DIRECTIVE A
In the forum thread on aggregating scores, what does Manuel actually want to find, rather than the indexed text objects?
DIRECTIVE B
Please quote the forum thread on aggregating scores, starting at "I am currently" and ending at "Alan Burlison <al...@gmail.com>.".
DIRECTIVE C
According to the forum thread on aggregating scores, why did Alan Burlison add the scores within a grouping instead of averaging them?

READING PASSAGE
========
You are viewing a plain text version of this content. The canonical link for it is here.

Posted to java-user@lucene.apache.org by Manuel Amoabeng <ma...@vjoon.com> on 2013/11/07 11:59:13 UTC

What is the best way to aggregate scores for sets of documents?

Hello everybody,


I am currently working on an index where the documents only represent parts of the entities that should be searchable: 
We have text objects indexed as independent documents but actually want to find articles the text objects are placed on. We also need to provide an indication of the relevance of the matched articles.
In this scenario the way the content of an article is distributed in text objects will determine how many hits representing the article are present in TopDocs.scoreDocs and what score they carry.

Is there are a way to aggregate the scores for logically connected ScoreDocs so that the result would be similar to the score a single document containing all matched content would have gotten? 


Thanks and best regards,

Manuel

Re: What is the best way to aggregate scores for sets of documents?

Posted by Alan Burlison <al...@gmail.com>.

On 07/11/2013 13:17, Manuel Amoabeng wrote:

> Sounds good, but wouldn't  the aggregated scores of documents
> consisting of many sub-documents potentially be greater than the
> scores of docs with very few sub-documents even if the overall
> content is equal?

I don't pretend to understand Lucene scoring well enough to say, I just 
did the easiest thing I could think of and by observation it worked 
well, so I didn't bother digging any further. You could always average 
the scores within a grouping which would reduce the influence of the 
number of documents, but in my case I wanted groupings with higher 
numbers of matching documents to score higher, so simple addition of the 
scores worked well.

-- 
Alan Burlison
--

---------------------------------------------------------------------
To unsubscribe, e-mail: java-user-unsubscribe@lucene.apache.org
For additional commands, e-mail: java-user-help@lucene.apache.org

Re: What is the best way to aggregate scores for sets of documents?

Posted by Manuel Amoabeng <ma...@vjoon.com>.

Sounds good, but wouldn't  the aggregated scores of documents consisting of many sub-documents potentially be greater than the scores of docs with very few sub-documents even if the overall content is equal?
========
DATA ENTRIES
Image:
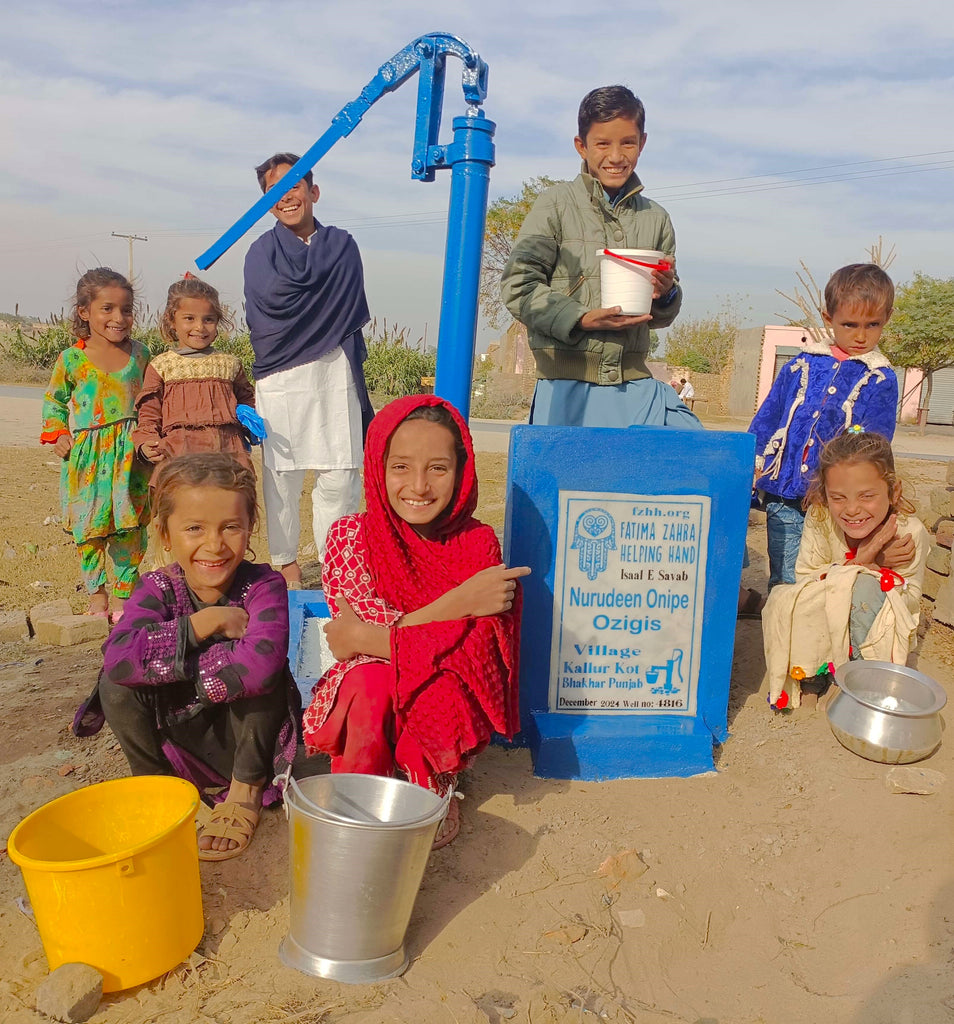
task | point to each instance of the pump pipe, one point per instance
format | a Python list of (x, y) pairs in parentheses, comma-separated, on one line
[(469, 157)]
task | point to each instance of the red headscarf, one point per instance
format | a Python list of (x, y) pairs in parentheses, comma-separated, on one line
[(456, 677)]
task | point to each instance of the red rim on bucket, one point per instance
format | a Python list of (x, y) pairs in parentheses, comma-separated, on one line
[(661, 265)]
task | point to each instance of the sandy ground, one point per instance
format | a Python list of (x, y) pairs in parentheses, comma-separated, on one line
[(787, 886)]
========
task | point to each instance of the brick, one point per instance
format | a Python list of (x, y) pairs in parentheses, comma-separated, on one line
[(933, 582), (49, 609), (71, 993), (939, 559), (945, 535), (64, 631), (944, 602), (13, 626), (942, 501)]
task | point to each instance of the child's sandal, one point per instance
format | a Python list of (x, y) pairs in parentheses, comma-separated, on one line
========
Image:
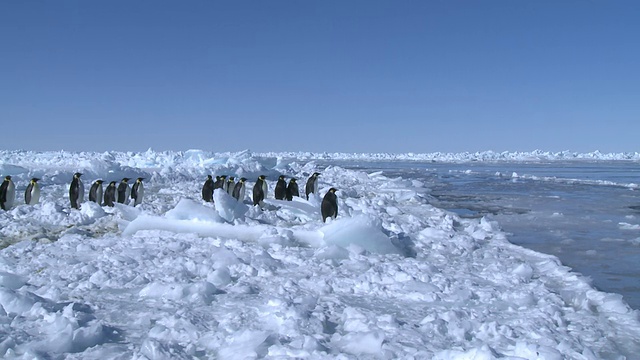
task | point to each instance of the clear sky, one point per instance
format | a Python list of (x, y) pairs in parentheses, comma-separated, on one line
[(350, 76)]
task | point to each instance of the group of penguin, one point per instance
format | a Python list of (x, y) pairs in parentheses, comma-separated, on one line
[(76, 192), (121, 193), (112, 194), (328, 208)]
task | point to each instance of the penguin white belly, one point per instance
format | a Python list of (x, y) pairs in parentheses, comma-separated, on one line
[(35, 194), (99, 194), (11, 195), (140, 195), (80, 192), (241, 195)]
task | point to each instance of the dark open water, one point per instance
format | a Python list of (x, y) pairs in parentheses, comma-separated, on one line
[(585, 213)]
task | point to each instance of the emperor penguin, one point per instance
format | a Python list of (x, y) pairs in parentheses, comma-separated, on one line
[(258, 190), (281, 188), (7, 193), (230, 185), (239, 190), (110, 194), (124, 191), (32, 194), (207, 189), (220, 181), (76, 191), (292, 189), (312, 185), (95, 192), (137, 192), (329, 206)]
========
COMPLETE RESPONSE A
The articles that the text objects are placed on.

COMPLETE RESPONSE B
I am currently working on an index where the documents only represent parts of the entities that should be searchable: 
We have text objects indexed as independent documents but actually want to find articles the text objects are placed on. We also need to provide an indication of the relevance of the matched articles.
In this scenario the way the content of an article is distributed in text objects will determine how many hits representing the article are present in TopDocs.scoreDocs and what score they carry.

Is there are a way to aggregate the scores for logically connected ScoreDocs so that the result would be similar to the score a single document containing all matched content would have gotten? 


Thanks and best regards,

Manuel

Re: What is the best way to aggregate scores for sets of documents?

Posted by Alan Burlison <al...@gmail.com>.

COMPLETE RESPONSE C
He wanted groupings with higher numbers of matching documents to score higher. Averaging would have reduced the influence of the number of documents, while simple addition of the scores worked well for his case.